Task details:
Answer these questions about the Amazon scraping thread:
1. Which library did the asker use to fetch the page data?
2. According to the error message, what should the browser be accepting for best results?
3. What output is shown for the session's cookies in the solution's code?

Passage shown:
====================

Web scraping from Amazon is generating an error

I've been trying to perform web scraping on an Amazon product to extract the price. I've only used Requests to try to fetch the page data, but I always get the same error:

"To discuss automated access to Amazon data please contact api-services-support@amazon.com. For information about migrating to our APIs refer to our Marketplace APIs at https://developer.amazonservices.com/ref=rm_c_sv, or our Product Advertising API at https://affiliate-program.amazon.com/gp/advertising/api/detail/main.html/ref=rm_c_ac for advertising use cases.

Sorry, we just need to make sure you're not a robot. For best results, please make sure your browser is accepting cookies."

What can I do?

import requests

header = { 
    "Accept": "text/html,application/xhtml+xml,application/xml;q=0.9,image/avif,image/webp,image/apng,*/*;q=0.8,application/signed-exchange;v=b3;q=0.7", 
    "Accept-Encoding": "gzip, deflate, br", 
    "Accept-Language": "en-US,en;q=0.9", 
    "Upgrade-Insecure-Requests": "1", 
    "Referer": "https://www.google.com/",
    "User-Agent": "Mozilla/5.0 (Windows NT 10.0; Win64; x64) AppleWebKit/537.36 (KHTML, like Gecko) Chrome/114.0.0.0 Safari/537.36"
}
url = 'https://www.amazon.com/-/es/Revlon-One-Step-Volumizer-PLUS/dp/B096SVJZSW/?_encoding=UTF8&content-id=amzn1.sym.3f4ca281-e55c-46d1-9425-fb252d20366f&ref_=pd_gw_exports_top_sellers_unrec'

response = requests.get(url, headers=header)

data=response.text
print(data)
print(response.status_code)

Solution

Amazon adds cookies when you browse them to assure you work though a browser (just go into browsers developer mode and look at application/Cookies)

If you use requests directly it will not return any cookies:

#!/usr/bin/env python3
import requests
s = requests.Session()
headers = {'User-Agent': 'Mozilla/5.0 (Windows NT 10.0; Win64; x64) AppleWebKit/537.36 (KHTML, like Gecko) Chrome/115.0.0.0 Safari/537.36'}
url = "https://www.amazon.com/-/es/Revlon-One-Step-Volumizer-PLUS/dp/B096SVJZSW/?_encoding=UTF8&content-id=amzn1.sym.3f4ca281-e55c-46d1-9425-fb252d20366f&ref_=pd_gw_exports_top_sellers_unrec"
r = s.get(url, headers=headers)
print(s.cookies.get_dict())

{}

So amazon has something in place to prevent python requests to work, even if you manipulate User-Agent.

====================

Records provided:
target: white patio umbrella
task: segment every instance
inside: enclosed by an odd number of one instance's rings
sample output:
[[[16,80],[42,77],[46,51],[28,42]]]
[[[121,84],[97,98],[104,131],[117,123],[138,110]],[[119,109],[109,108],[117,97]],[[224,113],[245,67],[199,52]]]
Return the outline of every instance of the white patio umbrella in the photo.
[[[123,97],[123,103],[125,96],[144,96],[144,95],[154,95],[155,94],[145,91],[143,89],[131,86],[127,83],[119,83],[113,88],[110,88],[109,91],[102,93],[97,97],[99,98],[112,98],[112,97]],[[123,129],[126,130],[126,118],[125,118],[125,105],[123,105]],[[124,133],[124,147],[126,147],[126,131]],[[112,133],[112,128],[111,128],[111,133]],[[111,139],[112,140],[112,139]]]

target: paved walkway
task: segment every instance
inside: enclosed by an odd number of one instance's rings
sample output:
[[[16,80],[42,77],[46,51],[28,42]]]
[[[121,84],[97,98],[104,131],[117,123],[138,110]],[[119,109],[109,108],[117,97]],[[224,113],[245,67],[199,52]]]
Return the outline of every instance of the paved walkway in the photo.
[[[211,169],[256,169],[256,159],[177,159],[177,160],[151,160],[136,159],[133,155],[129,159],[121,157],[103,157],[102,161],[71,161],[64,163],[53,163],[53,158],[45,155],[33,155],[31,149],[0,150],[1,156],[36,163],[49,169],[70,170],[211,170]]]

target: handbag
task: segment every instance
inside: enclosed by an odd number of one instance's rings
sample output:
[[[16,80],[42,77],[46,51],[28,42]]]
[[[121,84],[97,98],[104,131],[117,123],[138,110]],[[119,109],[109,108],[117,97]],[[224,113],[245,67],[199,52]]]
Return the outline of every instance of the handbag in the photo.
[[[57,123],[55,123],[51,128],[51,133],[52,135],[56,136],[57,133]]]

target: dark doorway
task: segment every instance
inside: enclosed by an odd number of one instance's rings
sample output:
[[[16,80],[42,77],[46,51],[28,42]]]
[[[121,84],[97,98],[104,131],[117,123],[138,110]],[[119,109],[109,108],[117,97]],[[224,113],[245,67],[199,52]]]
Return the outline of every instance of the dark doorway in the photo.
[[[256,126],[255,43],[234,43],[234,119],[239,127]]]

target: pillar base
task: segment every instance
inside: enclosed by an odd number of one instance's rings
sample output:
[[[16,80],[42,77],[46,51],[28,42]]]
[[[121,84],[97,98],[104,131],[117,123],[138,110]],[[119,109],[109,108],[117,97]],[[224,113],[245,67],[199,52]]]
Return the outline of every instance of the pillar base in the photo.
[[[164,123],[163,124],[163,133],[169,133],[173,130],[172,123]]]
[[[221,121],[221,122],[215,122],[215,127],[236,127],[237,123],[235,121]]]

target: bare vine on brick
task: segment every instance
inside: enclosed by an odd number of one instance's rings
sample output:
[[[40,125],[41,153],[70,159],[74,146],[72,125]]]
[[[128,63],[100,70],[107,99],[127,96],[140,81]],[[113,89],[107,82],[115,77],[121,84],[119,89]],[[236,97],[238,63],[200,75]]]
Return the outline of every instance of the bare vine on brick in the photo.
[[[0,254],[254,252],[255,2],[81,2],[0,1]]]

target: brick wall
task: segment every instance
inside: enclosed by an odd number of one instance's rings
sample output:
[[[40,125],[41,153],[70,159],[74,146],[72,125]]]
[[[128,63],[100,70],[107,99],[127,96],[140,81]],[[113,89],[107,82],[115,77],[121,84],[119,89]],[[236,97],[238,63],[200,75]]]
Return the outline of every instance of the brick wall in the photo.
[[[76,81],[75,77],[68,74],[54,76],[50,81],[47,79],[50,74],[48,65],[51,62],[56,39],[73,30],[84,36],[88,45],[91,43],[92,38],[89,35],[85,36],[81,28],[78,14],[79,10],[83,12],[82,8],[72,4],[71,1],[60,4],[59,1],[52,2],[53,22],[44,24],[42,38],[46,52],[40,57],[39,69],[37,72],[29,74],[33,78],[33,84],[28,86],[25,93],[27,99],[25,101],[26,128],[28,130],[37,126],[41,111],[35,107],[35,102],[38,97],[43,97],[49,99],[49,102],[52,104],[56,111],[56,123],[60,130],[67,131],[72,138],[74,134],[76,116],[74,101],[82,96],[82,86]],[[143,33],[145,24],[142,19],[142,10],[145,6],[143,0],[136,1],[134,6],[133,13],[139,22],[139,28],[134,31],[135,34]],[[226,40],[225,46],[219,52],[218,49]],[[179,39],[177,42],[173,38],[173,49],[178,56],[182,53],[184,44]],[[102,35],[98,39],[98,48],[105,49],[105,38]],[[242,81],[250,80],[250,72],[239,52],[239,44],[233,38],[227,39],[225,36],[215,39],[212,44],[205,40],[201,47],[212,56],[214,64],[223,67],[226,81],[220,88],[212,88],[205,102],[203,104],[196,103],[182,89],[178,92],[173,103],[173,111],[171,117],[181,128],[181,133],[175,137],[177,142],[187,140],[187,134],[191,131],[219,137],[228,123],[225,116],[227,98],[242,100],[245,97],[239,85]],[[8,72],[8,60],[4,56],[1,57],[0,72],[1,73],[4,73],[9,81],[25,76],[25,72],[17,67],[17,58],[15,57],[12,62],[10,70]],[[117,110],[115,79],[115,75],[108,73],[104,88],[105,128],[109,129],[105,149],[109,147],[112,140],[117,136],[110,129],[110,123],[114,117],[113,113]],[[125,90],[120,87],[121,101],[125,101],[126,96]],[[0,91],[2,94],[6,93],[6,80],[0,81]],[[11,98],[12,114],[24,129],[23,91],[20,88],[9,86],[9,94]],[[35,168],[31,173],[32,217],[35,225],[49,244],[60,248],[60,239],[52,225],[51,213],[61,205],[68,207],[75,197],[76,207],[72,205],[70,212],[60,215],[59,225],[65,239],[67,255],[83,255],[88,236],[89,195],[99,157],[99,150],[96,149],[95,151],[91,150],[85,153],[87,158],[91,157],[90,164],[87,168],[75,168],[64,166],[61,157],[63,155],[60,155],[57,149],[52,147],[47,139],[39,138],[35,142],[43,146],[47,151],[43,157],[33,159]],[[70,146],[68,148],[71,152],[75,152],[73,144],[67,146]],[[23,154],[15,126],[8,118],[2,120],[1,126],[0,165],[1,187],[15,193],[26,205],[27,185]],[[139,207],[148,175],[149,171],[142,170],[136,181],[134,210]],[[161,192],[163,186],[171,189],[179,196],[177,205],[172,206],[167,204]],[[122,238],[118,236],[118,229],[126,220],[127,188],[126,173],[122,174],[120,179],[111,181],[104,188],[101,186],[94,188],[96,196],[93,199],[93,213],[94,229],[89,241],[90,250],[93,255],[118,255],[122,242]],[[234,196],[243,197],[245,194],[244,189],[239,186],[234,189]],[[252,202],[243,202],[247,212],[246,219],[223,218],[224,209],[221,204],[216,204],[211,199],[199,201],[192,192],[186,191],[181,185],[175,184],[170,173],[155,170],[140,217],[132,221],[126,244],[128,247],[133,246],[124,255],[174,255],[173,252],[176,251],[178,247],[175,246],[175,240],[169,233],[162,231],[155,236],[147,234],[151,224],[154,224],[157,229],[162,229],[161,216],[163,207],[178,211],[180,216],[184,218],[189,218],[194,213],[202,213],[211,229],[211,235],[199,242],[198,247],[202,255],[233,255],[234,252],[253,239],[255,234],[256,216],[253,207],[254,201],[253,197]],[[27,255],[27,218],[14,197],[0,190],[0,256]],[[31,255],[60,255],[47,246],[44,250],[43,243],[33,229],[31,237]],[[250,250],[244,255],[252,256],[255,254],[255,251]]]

====================

Task answer:
1. Requests
2. Cookies
3. {}